* [Image-grounded pointing data]:
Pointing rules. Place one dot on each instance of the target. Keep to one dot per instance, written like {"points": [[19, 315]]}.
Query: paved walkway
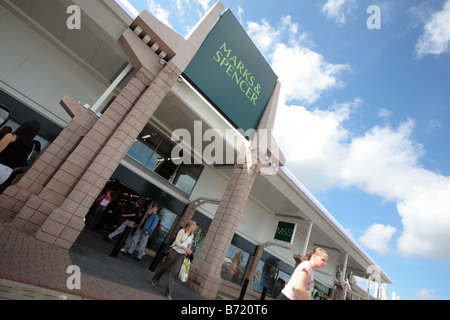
{"points": [[33, 270]]}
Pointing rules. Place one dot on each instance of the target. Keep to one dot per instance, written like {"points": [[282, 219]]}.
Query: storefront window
{"points": [[270, 277], [235, 265], [153, 151]]}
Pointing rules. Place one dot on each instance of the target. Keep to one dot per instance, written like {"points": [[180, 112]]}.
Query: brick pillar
{"points": [[14, 198], [81, 150], [65, 222], [205, 272]]}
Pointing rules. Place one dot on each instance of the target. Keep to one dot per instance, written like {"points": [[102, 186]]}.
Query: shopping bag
{"points": [[184, 270]]}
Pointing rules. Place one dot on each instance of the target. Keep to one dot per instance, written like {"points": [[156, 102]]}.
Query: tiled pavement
{"points": [[31, 269]]}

* [Problem requirements]: One exact copy of the data is required, and it should hold no pictures.

* [Output of the exercise]:
Pointing rules. Place one dot on each instance of the target. Keep to one dot per instance, written like {"points": [[19, 315]]}.
Query: paved walkway
{"points": [[33, 270]]}
Pointing rules. Place one dot on each instance of the target. Keep to one dot per instance, written like {"points": [[282, 219]]}.
Query: storefront window
{"points": [[270, 277], [235, 265], [153, 151]]}
Pointing rules. Place one dot on each instance of the target. Keep to one dot per instance, written like {"points": [[180, 112]]}.
Query: brick pillar
{"points": [[14, 198], [81, 150], [65, 222], [205, 272]]}
Pointing rules. Place one dot on each instance of the target. Keep to one dot per instance, written like {"points": [[102, 186]]}.
Query: shopping bag
{"points": [[184, 270]]}
Pointing rules. Place one dot on each instance of the target. Keep to one dot per instance, written like {"points": [[156, 102]]}.
Query: tiled pavement
{"points": [[31, 269]]}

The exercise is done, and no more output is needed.